May I have the line containing "Target: green shrub" and every line after it through the end of the data, repeated exactly and with no other lines?

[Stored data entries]
********************

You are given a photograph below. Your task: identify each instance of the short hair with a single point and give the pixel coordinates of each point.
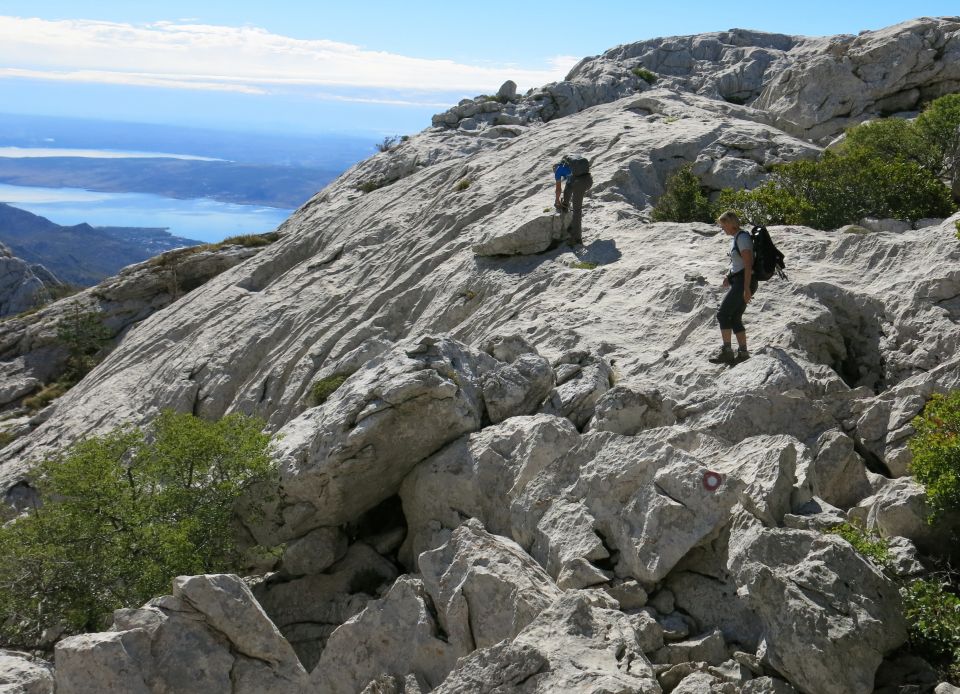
(729, 216)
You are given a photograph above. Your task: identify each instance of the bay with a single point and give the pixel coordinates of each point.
(201, 219)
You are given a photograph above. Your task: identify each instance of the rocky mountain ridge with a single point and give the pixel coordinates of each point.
(531, 479)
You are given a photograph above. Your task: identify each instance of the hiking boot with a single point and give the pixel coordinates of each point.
(724, 356)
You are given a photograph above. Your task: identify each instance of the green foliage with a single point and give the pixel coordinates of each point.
(871, 546)
(939, 127)
(886, 168)
(324, 388)
(6, 438)
(371, 185)
(644, 74)
(84, 335)
(735, 100)
(841, 189)
(388, 143)
(933, 618)
(683, 199)
(122, 515)
(936, 452)
(890, 139)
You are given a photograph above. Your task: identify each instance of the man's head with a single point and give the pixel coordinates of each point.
(729, 221)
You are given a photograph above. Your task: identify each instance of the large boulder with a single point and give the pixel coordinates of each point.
(500, 459)
(829, 616)
(571, 646)
(397, 635)
(485, 587)
(352, 452)
(211, 635)
(308, 609)
(21, 673)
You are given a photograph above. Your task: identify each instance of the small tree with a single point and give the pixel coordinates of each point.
(936, 452)
(939, 126)
(121, 515)
(84, 335)
(683, 199)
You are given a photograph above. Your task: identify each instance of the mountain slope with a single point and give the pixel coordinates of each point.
(79, 254)
(646, 476)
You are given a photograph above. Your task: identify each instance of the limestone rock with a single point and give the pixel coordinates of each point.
(485, 588)
(308, 609)
(517, 388)
(581, 380)
(211, 635)
(396, 635)
(709, 648)
(21, 673)
(522, 232)
(342, 458)
(22, 286)
(508, 90)
(625, 411)
(571, 646)
(840, 472)
(500, 459)
(315, 552)
(815, 590)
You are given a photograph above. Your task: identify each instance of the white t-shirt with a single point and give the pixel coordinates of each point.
(742, 241)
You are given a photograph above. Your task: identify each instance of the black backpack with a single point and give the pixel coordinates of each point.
(579, 164)
(767, 258)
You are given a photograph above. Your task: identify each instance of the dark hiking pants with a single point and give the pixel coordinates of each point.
(573, 194)
(730, 313)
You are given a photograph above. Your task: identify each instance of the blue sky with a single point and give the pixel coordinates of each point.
(348, 66)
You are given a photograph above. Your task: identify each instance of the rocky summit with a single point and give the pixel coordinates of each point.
(532, 479)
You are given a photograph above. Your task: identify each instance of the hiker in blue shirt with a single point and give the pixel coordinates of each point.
(575, 170)
(741, 285)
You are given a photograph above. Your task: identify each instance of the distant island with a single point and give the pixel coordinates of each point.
(81, 255)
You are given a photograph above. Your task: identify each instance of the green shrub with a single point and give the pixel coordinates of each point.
(939, 127)
(933, 619)
(683, 199)
(6, 438)
(121, 515)
(371, 185)
(871, 546)
(47, 394)
(936, 452)
(388, 143)
(324, 388)
(735, 100)
(841, 189)
(644, 74)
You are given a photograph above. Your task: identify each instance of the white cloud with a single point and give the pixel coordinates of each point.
(247, 59)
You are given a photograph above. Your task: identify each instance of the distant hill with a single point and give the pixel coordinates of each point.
(81, 254)
(242, 184)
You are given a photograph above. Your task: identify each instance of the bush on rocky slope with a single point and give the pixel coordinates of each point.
(123, 514)
(683, 199)
(888, 168)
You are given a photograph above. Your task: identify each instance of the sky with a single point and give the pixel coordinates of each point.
(351, 67)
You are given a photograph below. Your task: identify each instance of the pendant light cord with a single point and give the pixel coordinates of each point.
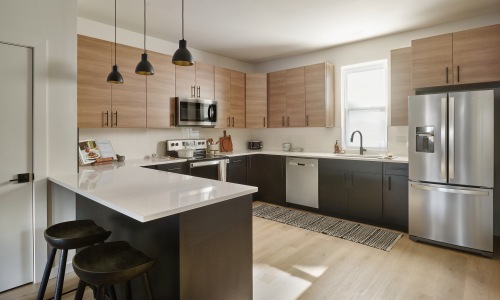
(144, 26)
(182, 19)
(115, 32)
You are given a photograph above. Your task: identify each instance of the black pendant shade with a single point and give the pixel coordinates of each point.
(115, 76)
(144, 67)
(182, 57)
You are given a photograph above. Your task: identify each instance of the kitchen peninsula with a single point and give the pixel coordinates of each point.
(198, 230)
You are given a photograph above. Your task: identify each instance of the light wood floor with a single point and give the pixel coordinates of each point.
(292, 263)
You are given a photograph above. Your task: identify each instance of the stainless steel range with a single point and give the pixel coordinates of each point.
(201, 164)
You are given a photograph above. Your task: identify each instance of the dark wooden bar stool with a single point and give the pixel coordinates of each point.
(65, 236)
(107, 264)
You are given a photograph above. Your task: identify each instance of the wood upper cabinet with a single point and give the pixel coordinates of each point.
(277, 99)
(476, 55)
(223, 96)
(129, 99)
(160, 91)
(432, 61)
(295, 97)
(237, 99)
(470, 56)
(302, 97)
(256, 100)
(319, 87)
(196, 81)
(400, 85)
(94, 93)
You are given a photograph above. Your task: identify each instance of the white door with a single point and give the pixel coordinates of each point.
(16, 209)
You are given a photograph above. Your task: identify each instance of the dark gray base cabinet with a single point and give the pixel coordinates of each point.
(237, 170)
(351, 188)
(267, 172)
(395, 208)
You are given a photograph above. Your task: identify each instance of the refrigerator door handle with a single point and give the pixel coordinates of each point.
(451, 139)
(443, 138)
(448, 190)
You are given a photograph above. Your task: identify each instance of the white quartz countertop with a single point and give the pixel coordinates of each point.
(349, 156)
(144, 194)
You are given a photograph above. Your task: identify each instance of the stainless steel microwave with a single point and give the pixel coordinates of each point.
(195, 112)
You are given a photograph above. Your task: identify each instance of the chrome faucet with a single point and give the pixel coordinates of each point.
(361, 149)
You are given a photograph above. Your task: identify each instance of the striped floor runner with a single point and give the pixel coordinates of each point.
(355, 232)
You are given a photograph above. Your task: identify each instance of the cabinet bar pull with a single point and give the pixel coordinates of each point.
(107, 118)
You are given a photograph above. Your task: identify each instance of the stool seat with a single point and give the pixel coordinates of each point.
(109, 264)
(75, 234)
(65, 236)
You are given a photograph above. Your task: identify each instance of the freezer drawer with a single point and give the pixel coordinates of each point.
(452, 215)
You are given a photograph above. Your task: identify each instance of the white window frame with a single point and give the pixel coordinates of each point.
(349, 69)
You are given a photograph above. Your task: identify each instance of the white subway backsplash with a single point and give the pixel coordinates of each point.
(141, 142)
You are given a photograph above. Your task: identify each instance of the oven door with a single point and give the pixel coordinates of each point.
(212, 169)
(195, 112)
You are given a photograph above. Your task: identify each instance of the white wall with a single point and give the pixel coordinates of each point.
(49, 27)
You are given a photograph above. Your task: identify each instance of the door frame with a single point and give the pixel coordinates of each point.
(39, 138)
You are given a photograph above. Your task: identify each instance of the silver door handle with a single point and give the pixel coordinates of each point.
(451, 139)
(204, 163)
(448, 190)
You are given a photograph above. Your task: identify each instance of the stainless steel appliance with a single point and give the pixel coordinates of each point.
(302, 181)
(195, 112)
(201, 164)
(451, 160)
(255, 145)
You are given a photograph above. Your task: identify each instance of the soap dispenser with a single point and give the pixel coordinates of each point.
(337, 147)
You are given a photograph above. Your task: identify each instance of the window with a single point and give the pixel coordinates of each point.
(364, 95)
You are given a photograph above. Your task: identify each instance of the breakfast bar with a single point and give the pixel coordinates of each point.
(199, 231)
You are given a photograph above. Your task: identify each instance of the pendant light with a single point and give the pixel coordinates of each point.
(182, 57)
(144, 67)
(115, 76)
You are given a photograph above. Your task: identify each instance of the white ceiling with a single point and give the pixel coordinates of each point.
(256, 31)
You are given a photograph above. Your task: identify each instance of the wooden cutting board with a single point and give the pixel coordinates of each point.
(226, 144)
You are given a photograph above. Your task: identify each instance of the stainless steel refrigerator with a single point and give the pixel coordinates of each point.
(451, 165)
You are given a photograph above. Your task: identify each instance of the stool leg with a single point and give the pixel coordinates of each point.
(100, 293)
(60, 276)
(46, 274)
(80, 290)
(147, 286)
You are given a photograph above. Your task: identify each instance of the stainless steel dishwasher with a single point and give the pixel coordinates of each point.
(302, 181)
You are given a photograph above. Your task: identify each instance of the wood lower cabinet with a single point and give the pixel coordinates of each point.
(351, 188)
(160, 92)
(400, 85)
(93, 92)
(465, 57)
(237, 170)
(267, 172)
(395, 195)
(256, 100)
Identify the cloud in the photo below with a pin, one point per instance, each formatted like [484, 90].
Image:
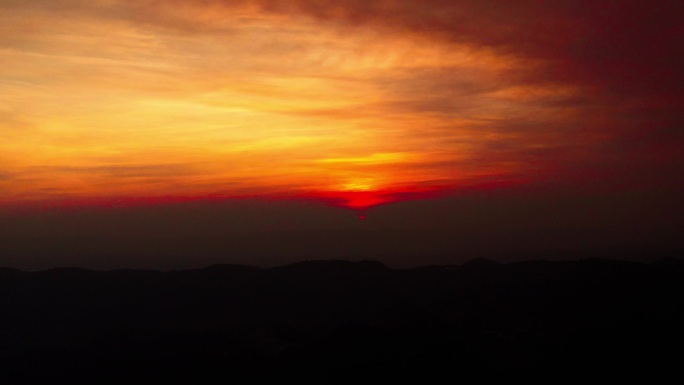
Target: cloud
[259, 92]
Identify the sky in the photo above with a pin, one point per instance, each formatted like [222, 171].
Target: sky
[469, 122]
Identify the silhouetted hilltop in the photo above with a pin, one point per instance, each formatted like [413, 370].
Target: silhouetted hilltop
[342, 318]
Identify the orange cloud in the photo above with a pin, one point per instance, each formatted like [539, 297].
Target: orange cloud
[141, 99]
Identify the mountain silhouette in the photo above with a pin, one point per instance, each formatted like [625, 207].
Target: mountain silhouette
[340, 318]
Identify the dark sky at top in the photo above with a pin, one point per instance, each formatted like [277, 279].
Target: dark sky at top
[141, 134]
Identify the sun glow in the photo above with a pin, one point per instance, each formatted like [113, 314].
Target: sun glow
[247, 105]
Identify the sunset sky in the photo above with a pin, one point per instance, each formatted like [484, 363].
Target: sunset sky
[347, 102]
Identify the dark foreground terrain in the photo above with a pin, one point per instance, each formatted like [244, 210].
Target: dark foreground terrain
[342, 322]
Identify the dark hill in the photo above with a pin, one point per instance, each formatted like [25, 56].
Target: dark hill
[340, 318]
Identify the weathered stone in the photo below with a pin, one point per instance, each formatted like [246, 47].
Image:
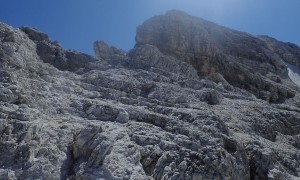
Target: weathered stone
[149, 114]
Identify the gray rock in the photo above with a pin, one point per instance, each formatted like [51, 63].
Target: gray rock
[149, 114]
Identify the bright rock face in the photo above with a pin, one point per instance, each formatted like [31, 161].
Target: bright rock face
[192, 104]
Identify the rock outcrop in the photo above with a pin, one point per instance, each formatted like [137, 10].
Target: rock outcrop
[242, 59]
[185, 109]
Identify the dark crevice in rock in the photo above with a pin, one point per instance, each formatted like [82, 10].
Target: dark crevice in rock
[256, 170]
[67, 168]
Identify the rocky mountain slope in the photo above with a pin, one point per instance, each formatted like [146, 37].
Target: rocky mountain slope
[192, 100]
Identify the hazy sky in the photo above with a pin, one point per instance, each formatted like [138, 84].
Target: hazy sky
[76, 24]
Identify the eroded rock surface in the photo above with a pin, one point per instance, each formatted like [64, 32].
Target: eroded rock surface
[241, 58]
[145, 114]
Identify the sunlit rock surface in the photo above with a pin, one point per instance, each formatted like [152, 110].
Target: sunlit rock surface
[178, 107]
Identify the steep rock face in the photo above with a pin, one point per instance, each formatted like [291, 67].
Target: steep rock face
[244, 60]
[52, 53]
[104, 51]
[142, 115]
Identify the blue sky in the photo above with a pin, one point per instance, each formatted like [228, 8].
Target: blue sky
[76, 24]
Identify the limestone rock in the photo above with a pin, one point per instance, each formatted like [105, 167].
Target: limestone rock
[242, 59]
[149, 114]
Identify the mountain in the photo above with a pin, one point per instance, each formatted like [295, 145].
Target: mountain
[192, 100]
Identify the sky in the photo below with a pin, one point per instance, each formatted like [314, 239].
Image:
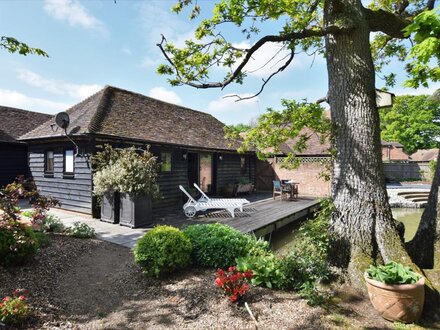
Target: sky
[99, 42]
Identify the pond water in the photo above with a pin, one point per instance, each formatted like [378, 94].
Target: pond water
[410, 217]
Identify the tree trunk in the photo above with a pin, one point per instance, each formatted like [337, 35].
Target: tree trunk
[363, 227]
[425, 246]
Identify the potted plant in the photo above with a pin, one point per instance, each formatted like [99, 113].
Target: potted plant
[396, 292]
[137, 186]
[105, 182]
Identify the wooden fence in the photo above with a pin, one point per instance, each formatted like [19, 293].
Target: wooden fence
[413, 170]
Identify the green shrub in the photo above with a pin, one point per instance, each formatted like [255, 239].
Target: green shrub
[267, 270]
[52, 224]
[432, 168]
[18, 243]
[306, 264]
[28, 213]
[42, 239]
[163, 250]
[80, 230]
[216, 245]
[14, 309]
[393, 273]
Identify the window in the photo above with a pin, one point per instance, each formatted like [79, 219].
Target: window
[243, 165]
[69, 160]
[48, 162]
[165, 158]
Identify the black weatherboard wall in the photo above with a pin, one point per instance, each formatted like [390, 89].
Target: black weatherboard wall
[74, 193]
[229, 170]
[13, 162]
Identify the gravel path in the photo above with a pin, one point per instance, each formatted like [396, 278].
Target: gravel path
[91, 284]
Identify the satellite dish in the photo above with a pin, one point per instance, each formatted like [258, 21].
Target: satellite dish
[62, 120]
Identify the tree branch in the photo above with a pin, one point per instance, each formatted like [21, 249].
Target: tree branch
[386, 22]
[333, 29]
[265, 81]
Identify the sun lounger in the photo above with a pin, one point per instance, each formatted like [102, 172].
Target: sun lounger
[191, 207]
[205, 198]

********************

[Solution to this exercise]
Target: green shrub
[267, 270]
[52, 224]
[432, 168]
[18, 243]
[306, 264]
[28, 213]
[42, 239]
[163, 250]
[80, 230]
[216, 245]
[14, 309]
[393, 273]
Identify the window in the photo above with a pin, one point per instance, each formatted like [79, 219].
Target: window
[243, 165]
[69, 160]
[48, 162]
[165, 158]
Identify the black weatherboard wall in the photo above with a pin, one point per instance, each formatted like [390, 89].
Target: black weatherboard wall
[74, 193]
[229, 170]
[13, 162]
Identify the gravel path in the photo above with a pin, one point per instance, each formatted like [396, 278].
Target: gravel path
[91, 284]
Identify the satellite dish in the photo above with a pin, one point per instance, each formatted like [258, 21].
Target: satellite dish
[62, 120]
Identify the tree branch in the photo above with a pin, one point per instance, each formatted like [21, 249].
Target: tree branch
[386, 22]
[333, 29]
[265, 81]
Identify the sun lounger in the photo above with a pin, one point per instance, each formatted like [102, 172].
Target: sun lounger
[191, 207]
[205, 198]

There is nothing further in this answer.